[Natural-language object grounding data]
##########

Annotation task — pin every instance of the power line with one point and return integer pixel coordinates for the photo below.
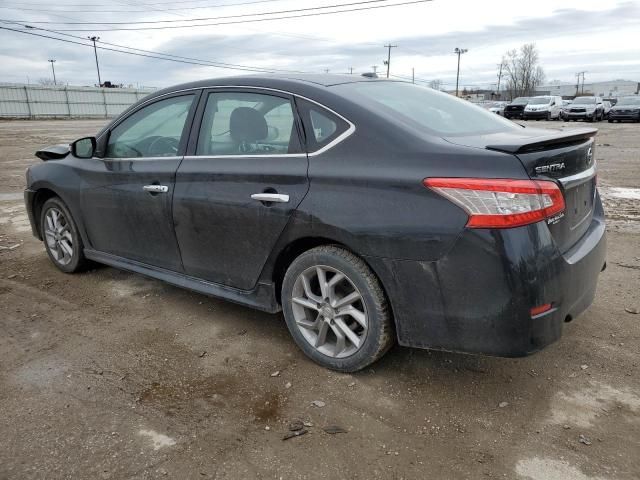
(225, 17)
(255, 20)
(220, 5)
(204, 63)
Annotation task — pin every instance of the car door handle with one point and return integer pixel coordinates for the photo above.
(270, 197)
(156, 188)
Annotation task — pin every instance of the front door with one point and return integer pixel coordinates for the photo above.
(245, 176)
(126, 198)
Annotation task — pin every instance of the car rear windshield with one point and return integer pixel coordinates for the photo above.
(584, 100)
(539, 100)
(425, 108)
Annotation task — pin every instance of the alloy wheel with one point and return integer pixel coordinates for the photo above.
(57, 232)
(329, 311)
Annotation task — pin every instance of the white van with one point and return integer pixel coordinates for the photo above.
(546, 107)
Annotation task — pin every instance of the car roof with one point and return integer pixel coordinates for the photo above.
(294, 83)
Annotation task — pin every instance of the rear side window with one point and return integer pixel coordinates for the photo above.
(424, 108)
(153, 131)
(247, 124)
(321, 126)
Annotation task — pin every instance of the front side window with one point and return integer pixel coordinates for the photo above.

##########

Exercise prompt>
Write the records above out again word for word, skipping each picture.

Output below>
Annotation task — pin every instance of the power line with one point and return integer pixel coordinates for the photo below.
(225, 17)
(255, 20)
(220, 5)
(204, 63)
Annotation task — pin every instance of the car door handle with one point and return integer pixel coordinates for the photo above.
(270, 197)
(156, 188)
Annotation task — pin every instance of the front door with one point and return integer pixel coordinates for the photo above.
(245, 176)
(126, 198)
Annotation task — pin every instance of the car rear windshield with one point and return integer pixel coordinates for the photo above.
(584, 100)
(539, 100)
(425, 108)
Annotation task — pin every instance of the alloy wheel with one point and return integer pixel coordinates for the photo above.
(57, 232)
(329, 311)
Annotation task — pin every instance of the white van with one point and return integer pixel coordinates for the photo above.
(546, 107)
Annotation task — pin every instance of the car roof with one point and return integer pixel coordinates for the photo above.
(294, 83)
Annotation task — pin every instance of the rear side window with one point and return integer pixel coordinates for the photo above.
(424, 108)
(153, 131)
(247, 124)
(321, 126)
Annotation task — pin every instance of the front side window with one point and return integer pixel coordinates for the photo above.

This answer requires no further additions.